China Should Brace for Slowing Economic Growth This Quarter and Relax Macro Policies Soon
Zhang Ming
DATE:  Apr 19 2022
/ SOURCE:  Yicai
China Should Brace for Slowing Economic Growth This Quarter and Relax Macro Policies Soon China Should Brace for Slowing Economic Growth This Quarter and Relax Macro Policies Soon

(Yicai Global) April 19 -- The Covid-19 outbreaks in and around Shanghai since early March are likely to dampen China’s gross domestic product growth in the second quarter, making it hard for the country to achieve its target of 5.5 percent economic growth this year. I therefore call on the government to loosen macroeconomic policies as soon as possible.

China’s economy grew at a faster pace than expected in the three months ended March 31, expanding 4.8 percent from a year earlier and 1.3 percent from the previous quarter, according to data published by the National Bureau of Statistics yesterday.

Personal consumption expenditure contributed 3.3 percentage points to GDP growth in the first quarter, down from 3.4 percentage points in last year’s fourth quarter. The growth driven by investment expanded to 1.3 percentage point from minus 0.5 percentage point, while that of the net export of commodities and services narrowed to 0.2 percentage point from the previous 1.1 percentage point.

This indicates that the rebound in economic growth at the start of the year is largely due to a jump in investment while exports, which stayed strong for the past two years, have started to slow.

Retail sales of consumer goods soared 6.7 percent in January and February from the same period last year, much higher than last December’s 1.7 percent. But they plunged 3.5 percent year on year in March as the latest round of Covid-19 outbreaks hammered consumer confidence.

···

_QUESTIONS_:
1. Duplicate the part of the commentary on China's economic growth starting with "This indicates that" and going on through "started to slow.".
2. Recast the paragraph of the commentary on China's economic growth that opens with "Personal consumption expenditure contributed" as a bulleted list that keeps its main figures.

···

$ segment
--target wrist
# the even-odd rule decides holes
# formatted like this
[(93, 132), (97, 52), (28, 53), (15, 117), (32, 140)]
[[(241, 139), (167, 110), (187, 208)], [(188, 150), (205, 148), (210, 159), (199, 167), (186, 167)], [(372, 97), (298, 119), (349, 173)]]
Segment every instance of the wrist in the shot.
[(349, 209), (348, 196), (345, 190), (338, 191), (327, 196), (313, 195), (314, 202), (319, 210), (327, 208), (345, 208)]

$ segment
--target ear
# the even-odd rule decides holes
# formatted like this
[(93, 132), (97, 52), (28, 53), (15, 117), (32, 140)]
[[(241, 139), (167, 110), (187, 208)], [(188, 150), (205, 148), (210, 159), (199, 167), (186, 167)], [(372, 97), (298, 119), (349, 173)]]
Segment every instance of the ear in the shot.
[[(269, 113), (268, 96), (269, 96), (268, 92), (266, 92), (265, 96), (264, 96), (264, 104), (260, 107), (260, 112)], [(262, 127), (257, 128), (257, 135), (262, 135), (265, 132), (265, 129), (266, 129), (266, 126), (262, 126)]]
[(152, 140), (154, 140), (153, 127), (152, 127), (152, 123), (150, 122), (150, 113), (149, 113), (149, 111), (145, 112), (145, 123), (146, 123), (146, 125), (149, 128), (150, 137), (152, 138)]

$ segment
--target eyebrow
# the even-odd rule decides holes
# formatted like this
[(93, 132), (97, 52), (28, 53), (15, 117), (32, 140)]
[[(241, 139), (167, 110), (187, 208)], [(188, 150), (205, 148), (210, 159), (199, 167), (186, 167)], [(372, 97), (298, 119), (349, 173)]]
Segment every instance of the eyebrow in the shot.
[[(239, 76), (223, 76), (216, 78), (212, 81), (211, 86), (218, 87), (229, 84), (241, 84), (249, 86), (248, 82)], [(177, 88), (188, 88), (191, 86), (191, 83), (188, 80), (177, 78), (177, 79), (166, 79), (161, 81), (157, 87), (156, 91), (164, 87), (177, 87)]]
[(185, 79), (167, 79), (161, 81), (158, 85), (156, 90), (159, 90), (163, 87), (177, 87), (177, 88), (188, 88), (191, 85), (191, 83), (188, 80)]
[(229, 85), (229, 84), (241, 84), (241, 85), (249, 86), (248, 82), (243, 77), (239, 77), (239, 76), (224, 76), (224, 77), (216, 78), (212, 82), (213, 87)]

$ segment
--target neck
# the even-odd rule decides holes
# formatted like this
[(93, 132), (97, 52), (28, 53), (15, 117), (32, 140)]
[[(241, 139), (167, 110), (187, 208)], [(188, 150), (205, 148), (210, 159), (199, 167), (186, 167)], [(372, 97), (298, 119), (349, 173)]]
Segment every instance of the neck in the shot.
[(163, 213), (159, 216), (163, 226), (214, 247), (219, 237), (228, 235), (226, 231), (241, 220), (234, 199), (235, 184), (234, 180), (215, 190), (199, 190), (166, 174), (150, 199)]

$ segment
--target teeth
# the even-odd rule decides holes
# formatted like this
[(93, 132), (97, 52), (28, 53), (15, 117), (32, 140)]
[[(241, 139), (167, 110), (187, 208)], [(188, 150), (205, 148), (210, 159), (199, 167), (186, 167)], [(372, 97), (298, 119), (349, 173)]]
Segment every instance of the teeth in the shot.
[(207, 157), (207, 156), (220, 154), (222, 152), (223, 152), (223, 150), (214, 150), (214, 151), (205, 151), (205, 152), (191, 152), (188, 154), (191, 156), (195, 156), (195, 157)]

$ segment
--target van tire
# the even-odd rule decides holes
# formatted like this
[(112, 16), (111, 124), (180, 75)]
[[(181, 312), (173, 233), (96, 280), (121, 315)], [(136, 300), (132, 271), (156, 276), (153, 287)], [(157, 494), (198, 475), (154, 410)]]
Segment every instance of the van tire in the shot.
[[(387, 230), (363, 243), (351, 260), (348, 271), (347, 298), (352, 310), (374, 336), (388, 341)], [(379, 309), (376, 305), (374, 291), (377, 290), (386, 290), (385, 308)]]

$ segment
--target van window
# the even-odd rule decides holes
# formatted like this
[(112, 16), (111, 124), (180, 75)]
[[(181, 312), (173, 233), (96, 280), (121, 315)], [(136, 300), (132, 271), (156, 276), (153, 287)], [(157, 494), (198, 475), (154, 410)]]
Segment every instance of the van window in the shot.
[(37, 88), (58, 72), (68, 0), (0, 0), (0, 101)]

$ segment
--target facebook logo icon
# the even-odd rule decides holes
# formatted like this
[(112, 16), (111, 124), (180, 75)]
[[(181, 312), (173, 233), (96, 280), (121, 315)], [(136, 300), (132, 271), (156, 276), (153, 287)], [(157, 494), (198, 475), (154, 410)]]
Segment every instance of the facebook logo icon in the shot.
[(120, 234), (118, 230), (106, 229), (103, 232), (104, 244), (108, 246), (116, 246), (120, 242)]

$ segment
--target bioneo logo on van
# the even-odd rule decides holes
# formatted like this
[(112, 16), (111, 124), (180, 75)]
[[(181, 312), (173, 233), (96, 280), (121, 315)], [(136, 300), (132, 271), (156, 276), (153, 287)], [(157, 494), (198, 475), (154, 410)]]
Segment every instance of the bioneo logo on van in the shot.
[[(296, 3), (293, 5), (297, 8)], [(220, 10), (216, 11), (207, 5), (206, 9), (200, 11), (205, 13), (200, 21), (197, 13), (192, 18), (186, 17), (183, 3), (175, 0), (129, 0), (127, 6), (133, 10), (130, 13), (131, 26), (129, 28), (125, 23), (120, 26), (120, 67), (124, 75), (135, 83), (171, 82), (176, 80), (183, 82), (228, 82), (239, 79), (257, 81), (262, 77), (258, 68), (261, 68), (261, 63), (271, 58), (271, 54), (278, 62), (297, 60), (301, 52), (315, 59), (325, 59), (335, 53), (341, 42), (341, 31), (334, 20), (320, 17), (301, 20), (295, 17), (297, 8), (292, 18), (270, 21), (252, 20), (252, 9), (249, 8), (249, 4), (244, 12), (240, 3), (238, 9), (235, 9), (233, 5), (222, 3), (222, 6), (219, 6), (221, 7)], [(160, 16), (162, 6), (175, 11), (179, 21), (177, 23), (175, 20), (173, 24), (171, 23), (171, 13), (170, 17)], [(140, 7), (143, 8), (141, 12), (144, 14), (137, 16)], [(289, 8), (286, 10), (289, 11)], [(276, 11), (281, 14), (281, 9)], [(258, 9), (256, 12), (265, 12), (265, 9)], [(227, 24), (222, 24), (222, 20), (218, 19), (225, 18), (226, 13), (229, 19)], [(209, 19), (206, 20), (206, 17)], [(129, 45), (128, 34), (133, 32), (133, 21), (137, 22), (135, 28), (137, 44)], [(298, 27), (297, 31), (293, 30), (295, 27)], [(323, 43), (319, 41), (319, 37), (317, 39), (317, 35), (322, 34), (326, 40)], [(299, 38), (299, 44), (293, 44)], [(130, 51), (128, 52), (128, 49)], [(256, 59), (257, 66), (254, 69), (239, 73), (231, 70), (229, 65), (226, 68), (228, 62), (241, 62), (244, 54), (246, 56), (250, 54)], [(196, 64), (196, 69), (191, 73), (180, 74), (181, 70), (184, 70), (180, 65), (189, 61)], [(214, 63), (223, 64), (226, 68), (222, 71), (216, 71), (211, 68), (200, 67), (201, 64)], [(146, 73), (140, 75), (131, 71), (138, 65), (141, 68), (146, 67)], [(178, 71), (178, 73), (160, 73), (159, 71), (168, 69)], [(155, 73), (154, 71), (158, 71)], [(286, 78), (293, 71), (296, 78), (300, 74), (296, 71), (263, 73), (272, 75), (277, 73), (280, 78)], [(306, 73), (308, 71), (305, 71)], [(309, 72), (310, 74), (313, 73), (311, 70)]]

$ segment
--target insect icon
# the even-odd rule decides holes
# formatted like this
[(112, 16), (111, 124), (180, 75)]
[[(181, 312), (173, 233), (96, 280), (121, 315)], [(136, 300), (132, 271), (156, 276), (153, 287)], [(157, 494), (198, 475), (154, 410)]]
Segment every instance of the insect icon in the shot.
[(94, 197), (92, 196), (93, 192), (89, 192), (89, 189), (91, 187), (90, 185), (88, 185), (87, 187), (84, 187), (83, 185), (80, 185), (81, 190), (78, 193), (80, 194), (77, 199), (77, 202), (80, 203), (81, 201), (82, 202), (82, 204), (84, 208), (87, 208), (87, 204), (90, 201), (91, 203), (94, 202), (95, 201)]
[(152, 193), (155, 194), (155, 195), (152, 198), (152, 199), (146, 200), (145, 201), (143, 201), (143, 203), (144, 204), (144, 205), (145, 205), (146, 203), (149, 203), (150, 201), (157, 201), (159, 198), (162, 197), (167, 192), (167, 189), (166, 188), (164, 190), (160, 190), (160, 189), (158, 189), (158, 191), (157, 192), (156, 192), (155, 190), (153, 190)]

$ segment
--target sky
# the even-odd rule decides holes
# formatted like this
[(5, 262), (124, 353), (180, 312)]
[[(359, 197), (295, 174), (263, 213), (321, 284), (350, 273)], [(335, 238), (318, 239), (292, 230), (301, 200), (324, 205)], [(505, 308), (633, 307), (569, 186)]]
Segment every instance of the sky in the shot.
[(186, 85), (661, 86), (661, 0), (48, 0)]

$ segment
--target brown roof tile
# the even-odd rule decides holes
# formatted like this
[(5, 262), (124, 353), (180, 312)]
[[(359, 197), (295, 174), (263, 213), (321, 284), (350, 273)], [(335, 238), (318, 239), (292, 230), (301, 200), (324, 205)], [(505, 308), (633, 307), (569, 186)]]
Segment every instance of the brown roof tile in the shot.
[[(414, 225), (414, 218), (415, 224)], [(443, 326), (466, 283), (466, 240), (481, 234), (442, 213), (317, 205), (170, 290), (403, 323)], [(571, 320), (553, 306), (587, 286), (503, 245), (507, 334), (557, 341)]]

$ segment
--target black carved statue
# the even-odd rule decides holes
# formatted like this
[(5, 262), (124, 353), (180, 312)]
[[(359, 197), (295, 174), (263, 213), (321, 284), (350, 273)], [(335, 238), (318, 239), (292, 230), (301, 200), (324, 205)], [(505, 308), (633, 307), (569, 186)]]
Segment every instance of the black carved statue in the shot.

···

_SOLUTIONS BY TASK_:
1.
This indicates that the rebound in economic growth at the start of the year is largely due to a jump in investment while exports, which stayed strong for the past two years, have started to slow.

2.
- Personal consumption expenditure: contributed 3.3 percentage points to first-quarter GDP growth, down from 3.4 percentage points in last year's fourth quarter.
- Investment: its contribution grew to 1.3 percentage points from minus 0.5 percentage point.
- Net exports of commodities and services: their contribution narrowed to 0.2 percentage point from 1.1 percentage points.